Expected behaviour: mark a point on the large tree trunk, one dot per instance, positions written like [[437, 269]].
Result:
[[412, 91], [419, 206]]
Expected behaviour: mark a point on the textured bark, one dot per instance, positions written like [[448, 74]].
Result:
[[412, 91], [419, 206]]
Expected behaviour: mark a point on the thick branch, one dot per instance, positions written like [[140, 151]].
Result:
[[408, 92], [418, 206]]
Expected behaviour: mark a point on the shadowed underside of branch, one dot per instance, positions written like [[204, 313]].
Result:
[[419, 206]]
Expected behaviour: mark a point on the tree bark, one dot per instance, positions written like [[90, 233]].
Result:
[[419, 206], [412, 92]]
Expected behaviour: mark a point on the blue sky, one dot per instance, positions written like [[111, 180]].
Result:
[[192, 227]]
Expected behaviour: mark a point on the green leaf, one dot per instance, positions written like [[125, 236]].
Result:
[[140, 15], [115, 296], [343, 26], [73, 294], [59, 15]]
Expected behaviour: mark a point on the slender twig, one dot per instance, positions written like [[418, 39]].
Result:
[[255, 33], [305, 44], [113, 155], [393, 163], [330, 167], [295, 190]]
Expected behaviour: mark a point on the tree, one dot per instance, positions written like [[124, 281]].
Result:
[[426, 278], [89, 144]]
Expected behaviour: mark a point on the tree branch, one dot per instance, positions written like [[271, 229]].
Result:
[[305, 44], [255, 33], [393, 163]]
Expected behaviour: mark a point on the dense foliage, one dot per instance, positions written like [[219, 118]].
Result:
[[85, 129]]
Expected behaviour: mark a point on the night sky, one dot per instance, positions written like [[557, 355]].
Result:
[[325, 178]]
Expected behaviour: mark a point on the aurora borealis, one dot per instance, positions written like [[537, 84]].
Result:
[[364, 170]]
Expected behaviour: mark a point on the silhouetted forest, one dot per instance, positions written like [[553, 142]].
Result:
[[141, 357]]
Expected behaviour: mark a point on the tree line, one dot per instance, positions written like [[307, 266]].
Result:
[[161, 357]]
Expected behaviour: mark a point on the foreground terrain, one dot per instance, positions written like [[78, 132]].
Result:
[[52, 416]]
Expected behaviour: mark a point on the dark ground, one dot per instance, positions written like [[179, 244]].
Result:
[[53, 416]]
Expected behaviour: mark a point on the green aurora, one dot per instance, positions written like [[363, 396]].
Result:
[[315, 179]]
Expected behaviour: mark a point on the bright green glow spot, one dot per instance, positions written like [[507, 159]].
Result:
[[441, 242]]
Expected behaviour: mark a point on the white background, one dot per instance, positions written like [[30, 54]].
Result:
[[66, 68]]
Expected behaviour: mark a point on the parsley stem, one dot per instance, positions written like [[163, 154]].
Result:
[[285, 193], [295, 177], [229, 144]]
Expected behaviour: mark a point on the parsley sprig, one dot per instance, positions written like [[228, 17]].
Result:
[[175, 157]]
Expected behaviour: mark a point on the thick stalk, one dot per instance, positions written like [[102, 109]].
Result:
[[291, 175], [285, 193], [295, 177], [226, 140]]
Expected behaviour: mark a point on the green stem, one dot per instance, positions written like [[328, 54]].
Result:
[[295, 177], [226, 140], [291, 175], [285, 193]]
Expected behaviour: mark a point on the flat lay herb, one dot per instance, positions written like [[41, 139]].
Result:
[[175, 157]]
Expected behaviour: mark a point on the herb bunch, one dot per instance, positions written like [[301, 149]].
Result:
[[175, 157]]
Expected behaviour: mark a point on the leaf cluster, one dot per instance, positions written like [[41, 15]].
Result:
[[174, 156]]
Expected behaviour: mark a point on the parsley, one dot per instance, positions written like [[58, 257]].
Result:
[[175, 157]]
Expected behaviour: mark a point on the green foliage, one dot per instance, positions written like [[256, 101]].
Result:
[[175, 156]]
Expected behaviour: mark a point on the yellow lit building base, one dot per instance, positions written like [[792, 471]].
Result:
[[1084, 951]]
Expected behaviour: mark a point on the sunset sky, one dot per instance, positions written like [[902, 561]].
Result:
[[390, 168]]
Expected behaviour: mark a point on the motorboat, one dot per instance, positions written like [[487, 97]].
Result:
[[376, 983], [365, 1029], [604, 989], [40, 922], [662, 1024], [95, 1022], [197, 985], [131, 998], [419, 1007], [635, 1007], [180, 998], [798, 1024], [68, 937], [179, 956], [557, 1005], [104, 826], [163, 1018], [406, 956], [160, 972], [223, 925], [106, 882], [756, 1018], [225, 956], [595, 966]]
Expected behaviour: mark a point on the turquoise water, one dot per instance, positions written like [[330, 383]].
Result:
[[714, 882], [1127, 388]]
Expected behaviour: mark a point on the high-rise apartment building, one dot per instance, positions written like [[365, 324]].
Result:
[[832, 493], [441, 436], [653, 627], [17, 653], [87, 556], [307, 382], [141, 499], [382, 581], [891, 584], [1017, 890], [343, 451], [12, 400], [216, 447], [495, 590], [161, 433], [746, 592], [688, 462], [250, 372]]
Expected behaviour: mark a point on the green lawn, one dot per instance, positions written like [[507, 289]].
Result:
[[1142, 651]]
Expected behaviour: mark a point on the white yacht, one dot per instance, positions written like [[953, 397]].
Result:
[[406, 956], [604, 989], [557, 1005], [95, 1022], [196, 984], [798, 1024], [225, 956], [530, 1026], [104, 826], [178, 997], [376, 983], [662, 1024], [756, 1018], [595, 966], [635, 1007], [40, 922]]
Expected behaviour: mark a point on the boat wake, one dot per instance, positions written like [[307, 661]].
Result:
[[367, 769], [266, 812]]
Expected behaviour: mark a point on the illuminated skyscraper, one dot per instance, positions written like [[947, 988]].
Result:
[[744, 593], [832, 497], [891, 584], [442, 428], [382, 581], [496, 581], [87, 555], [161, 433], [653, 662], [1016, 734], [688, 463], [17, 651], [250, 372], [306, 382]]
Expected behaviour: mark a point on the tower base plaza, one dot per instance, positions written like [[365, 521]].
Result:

Goal: Rewrite the lines above, starting at the first one and ending at the one containing "167], [295, 190]]", with the requests included. Multiply each point coordinate in the answers by 0.6 and round it to a whole number, rounding halves up, while leaving the requests and their sample positions unchanged.

Response to this exercise:
Expected behaviour: mark a point on the large tree trunk, one dot per instance, positions written like [[437, 269]].
Result:
[[247, 55], [251, 124]]
Expected behaviour: mark a point on the textured bark, one dot per instance, positions written like [[448, 74]].
Result:
[[247, 55], [251, 124]]
Expected behaviour: mark a point on the thick branch, one dot per instance, positions written like [[140, 151]].
Result:
[[245, 55], [251, 124]]
Expected behaviour: mark a point on the shadowed underside of branch, one dot per instance, positions written like [[204, 313]].
Result:
[[251, 124]]
Expected behaviour: mark a point on the tree bark, one dot per instance, positions written like [[90, 233]].
Result:
[[251, 124], [247, 55]]
Expected behaviour: mark a point on the blue sky, one dot per instance, positions written like [[111, 180]].
Result:
[[115, 136]]
Expected behaviour: mark a point on the green leaf, one dot per instance, positions written like [[125, 236]].
Result:
[[84, 9], [69, 178], [206, 16], [44, 176], [35, 9]]
Expected behaviour: mark a point on the slender twig, one dot per instance, positions written like [[418, 39]].
Result:
[[153, 20], [183, 26], [68, 93], [236, 98], [198, 100], [177, 114]]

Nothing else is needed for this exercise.